__Task set__
1 – Rewrite the passage on 55+ communities from "Do you have" up to and including "figure it out.", replacing "lawyer" with "attorney".
2 – Continue the passage on living in 55+ communities from where it stops.

__Selected passage__
= Beginning of Section =

Being 55 or older doesn’t mean you can buy in any 55+ community you want. Each one has specific rules and regulations, typically administered by a homeowners association (HOA). You will need to make sure you fit all of the requirements for the specific community you want to live in.
Then, you’ll likely have to go through an application process — and in some of the more desirable communities, competition can be fierce. It’s best to find a real estate agent who has experience buying homes in active adult communities, or even in the specific one you’re aiming for. They will know how to work within the community’s rules and regulations, and they may know of other communities that would suit your needs as well.
If you want to buy in a new-build community, contact the builder to find out how to apply for a spot. For rental communities, contact the leasing office to find out about available units and application requirements.
Do you have to be retired to live in one?
No, you do not have to be retired to live in a 55 and over community. The restrictions are around age, not employment status.
Can your children inherit your home if they are not yet 55?
Every community has different rules regarding this tricky situation. The Housing for Older Persons Act of 1995 requires 55 and over communities to have at least 80 percent of its residents be 55 years or older. This means that 20 percent of the residents could, hypothetically, be younger than that. Some 55+ communities may allow for children to inherit a home in their community, but it is up to each community to decide. If you are unsure about the rules for a specific neighborhood, talk to a community representative or lawyer to help you figure it out.
Pros & cons of living in a 55+ community
A 55+ or active adult community can be a great option for mature buyers. However, the lifestyle may not be for everyone. Here are some pros and cons of living in these communities.

= End of Section =

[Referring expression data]
= Beginning of Section =

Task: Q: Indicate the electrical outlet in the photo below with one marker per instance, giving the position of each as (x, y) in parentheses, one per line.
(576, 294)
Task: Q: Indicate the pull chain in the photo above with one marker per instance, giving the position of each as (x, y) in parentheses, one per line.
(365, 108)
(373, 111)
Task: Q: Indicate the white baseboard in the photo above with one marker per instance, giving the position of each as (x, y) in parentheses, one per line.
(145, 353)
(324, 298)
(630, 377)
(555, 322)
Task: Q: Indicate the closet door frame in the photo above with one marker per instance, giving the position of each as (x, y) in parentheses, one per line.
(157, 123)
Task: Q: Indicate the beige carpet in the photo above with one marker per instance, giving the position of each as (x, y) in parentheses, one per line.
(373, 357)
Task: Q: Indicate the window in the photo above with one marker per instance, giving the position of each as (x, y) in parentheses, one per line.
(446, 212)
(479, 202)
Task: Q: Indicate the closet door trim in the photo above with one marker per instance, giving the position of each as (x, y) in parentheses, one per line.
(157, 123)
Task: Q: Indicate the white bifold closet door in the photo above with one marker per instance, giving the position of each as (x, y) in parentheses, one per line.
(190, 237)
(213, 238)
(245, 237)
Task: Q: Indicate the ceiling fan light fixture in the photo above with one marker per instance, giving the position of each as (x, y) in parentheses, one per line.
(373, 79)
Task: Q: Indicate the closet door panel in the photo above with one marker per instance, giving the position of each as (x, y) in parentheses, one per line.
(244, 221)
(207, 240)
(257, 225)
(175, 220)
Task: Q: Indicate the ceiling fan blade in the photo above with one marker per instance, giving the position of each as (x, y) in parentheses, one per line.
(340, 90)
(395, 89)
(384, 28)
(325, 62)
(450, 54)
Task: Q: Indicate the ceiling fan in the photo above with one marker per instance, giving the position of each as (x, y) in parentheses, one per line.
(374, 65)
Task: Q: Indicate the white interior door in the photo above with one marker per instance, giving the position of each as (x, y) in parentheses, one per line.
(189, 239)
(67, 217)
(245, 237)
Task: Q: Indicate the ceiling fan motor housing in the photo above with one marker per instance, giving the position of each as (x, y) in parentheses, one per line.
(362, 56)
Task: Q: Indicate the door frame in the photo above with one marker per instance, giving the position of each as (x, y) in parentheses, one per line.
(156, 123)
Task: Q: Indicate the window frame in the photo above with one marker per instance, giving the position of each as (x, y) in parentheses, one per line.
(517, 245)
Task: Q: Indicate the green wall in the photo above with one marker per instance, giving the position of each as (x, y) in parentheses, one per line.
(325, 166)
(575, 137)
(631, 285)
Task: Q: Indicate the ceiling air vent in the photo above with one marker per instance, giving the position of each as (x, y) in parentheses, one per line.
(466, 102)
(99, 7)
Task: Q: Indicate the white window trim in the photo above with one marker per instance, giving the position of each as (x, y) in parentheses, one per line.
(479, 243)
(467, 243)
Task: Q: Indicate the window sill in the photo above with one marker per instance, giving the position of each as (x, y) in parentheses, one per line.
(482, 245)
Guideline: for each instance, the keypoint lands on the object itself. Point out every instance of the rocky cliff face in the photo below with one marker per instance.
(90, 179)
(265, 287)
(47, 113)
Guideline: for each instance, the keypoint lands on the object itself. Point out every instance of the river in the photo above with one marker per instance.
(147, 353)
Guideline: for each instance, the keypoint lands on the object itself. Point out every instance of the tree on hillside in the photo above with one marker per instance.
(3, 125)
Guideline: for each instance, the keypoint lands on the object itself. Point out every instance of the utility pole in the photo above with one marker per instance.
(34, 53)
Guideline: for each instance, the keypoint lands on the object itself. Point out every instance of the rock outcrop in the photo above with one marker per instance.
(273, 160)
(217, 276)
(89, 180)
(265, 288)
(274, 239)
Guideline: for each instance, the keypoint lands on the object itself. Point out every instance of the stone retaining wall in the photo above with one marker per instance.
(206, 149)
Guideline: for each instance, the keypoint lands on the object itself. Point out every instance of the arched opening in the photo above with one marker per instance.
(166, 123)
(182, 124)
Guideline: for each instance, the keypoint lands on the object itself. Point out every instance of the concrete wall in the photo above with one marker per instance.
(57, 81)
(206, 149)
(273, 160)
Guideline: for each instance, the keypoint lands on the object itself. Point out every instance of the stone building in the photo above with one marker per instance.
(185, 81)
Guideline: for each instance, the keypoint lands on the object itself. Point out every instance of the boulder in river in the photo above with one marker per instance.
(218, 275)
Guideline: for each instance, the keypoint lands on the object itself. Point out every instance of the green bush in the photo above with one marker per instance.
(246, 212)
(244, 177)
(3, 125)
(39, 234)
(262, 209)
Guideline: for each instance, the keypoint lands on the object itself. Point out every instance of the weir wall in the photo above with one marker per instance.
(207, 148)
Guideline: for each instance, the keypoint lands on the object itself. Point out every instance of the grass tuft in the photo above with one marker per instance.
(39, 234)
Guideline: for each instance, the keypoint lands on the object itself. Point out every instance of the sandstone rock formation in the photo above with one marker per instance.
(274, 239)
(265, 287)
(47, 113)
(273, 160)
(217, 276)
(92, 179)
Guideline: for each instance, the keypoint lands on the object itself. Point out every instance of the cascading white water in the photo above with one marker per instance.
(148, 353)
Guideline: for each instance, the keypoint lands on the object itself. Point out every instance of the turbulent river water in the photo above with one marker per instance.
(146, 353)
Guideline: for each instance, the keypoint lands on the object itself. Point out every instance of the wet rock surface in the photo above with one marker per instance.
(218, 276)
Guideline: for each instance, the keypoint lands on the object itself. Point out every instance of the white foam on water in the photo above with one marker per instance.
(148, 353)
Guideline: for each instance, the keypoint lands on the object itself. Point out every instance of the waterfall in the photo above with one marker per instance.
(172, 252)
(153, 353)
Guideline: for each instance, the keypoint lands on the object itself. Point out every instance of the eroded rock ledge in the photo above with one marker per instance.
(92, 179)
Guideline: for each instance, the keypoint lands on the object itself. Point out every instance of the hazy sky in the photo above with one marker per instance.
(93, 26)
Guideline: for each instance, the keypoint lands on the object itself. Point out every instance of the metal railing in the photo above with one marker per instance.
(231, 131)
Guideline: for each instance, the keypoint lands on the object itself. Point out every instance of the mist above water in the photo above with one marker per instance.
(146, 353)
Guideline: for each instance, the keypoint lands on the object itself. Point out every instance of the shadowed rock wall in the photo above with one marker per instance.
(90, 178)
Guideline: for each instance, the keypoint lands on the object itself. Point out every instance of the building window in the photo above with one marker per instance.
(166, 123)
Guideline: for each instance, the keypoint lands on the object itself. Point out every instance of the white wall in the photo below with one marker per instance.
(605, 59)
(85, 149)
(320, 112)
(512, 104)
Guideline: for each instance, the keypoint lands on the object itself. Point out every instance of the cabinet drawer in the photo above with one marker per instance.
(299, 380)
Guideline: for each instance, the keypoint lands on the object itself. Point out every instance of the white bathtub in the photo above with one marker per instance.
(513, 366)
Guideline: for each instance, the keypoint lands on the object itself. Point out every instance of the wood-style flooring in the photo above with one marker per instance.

= End of Section =

__Written answers__
1 –
Do you have to be retired to live in one?
No, you do not have to be retired to live in a 55 and over community. The restrictions are around age, not employment status.
Can your children inherit your home if they are not yet 55?
Every community has different rules regarding this tricky situation. The Housing for Older Persons Act of 1995 requires 55 and over communities to have at least 80 percent of its residents be 55 years or older. This means that 20 percent of the residents could, hypothetically, be younger than that. Some 55+ communities may allow for children to inherit a home in their community, but it is up to each community to decide. If you are unsure about the rules for a specific neighborhood, talk to a community representative or attorney to help you figure it out.

2 –
- Neighbors in a similar life stage: Being a resident of a 55+ community means most of your neighbors are guaranteed to be 55 or older. So you can be confident you will have at least that much in common with your fellow residents — and probably more.
- Amenities and socializing: No matter the type of development, from luxury resort to RV park, 55+ communities are designed to serve the needs of older residents. Most have a range of amenities to enhance their residents’ lives, including indoor and outdoor fitness facilities, organized activities and clubs, and often entertainment and dining options as well.
- Peace and quiet: Without kids or young families in the neighborhood, your area will inevitably be quieter and calmer.
- HOA fees and other costs: It’s convenient to have lots of services and amenities right in your neighborhood, but it can come with a hefty price tag. The fees associated with active adult communities can be steep, often costing thousands of dollars per month.
- Lots of rules: Like any HOA-run community, these developments typically come with strict rules to be followed, ranging from how a home’s exterior must look to specific quiet hours. If you prefer the freedom to live without such restrictions, this lifestyle might not be a good fit for you.
- Lack of diversity: People who enjoy living with other people like them will enjoy the 55+ lifestyle. People who enjoy being surrounded by more diversity in age and lifestyle probably won’t.
Life in a 55+ community can be a great option for people in that age range. If you are considering one of these communities, do your research to determine which locations and amenities suit you best. “Learn what is out there, where communities are located, what home designs are being offered and how much homes might cost,” says Krohn. “But that is only the start. You have to get out and visit the communities, walk into the homes, talk to the employees.” It’s also smart to find a real estate agent with experience in the communities you’re interested in.